## Work to be completed
The listing beneath should be written out in full, exactly as shown.
-- Begin Stored rows --
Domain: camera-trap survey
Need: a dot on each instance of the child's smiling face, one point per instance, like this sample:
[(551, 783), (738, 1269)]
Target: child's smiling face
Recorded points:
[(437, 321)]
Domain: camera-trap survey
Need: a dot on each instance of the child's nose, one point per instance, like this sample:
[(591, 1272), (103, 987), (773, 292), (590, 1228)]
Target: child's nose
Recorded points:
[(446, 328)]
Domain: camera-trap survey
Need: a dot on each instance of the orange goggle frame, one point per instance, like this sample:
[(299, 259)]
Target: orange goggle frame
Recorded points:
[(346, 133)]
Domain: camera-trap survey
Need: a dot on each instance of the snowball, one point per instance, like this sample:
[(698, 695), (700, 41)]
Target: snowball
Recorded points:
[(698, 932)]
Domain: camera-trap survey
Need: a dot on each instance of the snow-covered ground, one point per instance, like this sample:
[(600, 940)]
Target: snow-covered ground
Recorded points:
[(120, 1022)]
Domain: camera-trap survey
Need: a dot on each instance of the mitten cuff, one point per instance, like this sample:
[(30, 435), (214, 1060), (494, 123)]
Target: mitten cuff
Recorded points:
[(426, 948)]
-- End Stored rows --
## Written reply
Domain: camera-trap survey
Need: a dot on each instance of the child's smiling face, one point per instance, like this sample:
[(551, 783), (738, 1269)]
Target: child's smiling face
Recorded points:
[(437, 321)]
Domain: camera-trap survey
Need: a dot on each instance of the child's nose, one point per instance, like this sample:
[(591, 1272), (103, 987), (773, 292), (590, 1228)]
Target: child's nose
Recorded points:
[(446, 328)]
Domain: camera-trap survey
Need: a dot on each instance of the orange goggle frame, one point per instance, like this sample:
[(299, 259)]
Target: orange goggle frame
Recorded points:
[(346, 133)]
Domain: camera-trap survey
Need: a dot on each instance of the snowball, one point per instance, like this sample:
[(698, 695), (700, 41)]
Target: snowball
Recorded points:
[(698, 932)]
Domain: camera-trap survey
Need: a dot on each instance of the snow-covered ground, one point per instance, like this sample:
[(600, 940)]
Target: snow-covered ground
Recorded points:
[(120, 1022)]
Domain: camera-trap survey
Need: a dot on each instance of the mitten cuff, one point per instance, like this sample:
[(30, 435), (214, 1060), (494, 123)]
Target: mitten cuff
Recorded points:
[(426, 948)]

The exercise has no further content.